Detection examples:
^^^^^^^^^^^^^^^^

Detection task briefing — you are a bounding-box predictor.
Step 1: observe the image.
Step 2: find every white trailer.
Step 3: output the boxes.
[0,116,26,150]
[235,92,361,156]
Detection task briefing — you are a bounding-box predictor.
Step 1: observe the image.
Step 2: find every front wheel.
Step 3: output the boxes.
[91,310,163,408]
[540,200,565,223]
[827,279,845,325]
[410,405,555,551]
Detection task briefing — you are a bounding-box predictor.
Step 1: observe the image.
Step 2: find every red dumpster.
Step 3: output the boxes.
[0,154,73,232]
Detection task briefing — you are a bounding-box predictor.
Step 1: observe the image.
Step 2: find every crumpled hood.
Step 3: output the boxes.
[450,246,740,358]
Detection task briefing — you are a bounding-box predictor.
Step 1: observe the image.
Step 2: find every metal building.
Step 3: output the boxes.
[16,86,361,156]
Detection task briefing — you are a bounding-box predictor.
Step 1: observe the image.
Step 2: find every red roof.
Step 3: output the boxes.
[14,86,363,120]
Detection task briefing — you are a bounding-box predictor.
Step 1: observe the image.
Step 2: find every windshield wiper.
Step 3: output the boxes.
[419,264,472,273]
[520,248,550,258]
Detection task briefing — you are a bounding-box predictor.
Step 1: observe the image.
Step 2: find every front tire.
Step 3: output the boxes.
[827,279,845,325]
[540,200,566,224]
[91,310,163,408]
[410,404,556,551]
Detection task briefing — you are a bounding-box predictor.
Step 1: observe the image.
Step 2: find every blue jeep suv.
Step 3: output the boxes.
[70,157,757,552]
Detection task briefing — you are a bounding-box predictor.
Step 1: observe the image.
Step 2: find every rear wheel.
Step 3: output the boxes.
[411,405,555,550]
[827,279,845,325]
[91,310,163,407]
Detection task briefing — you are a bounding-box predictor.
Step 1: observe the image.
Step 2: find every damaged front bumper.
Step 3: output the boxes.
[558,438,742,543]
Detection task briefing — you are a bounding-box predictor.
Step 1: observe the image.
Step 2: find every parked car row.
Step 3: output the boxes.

^^^^^^^^^^^^^^^^

Which lines of the records contain the string "front"? Extract each of them, counting only matches with the same uppercase and lowercase letters.

Step 2: find every front wheel.
Step 2: find every front tire.
Step 2: find every damaged front bumper.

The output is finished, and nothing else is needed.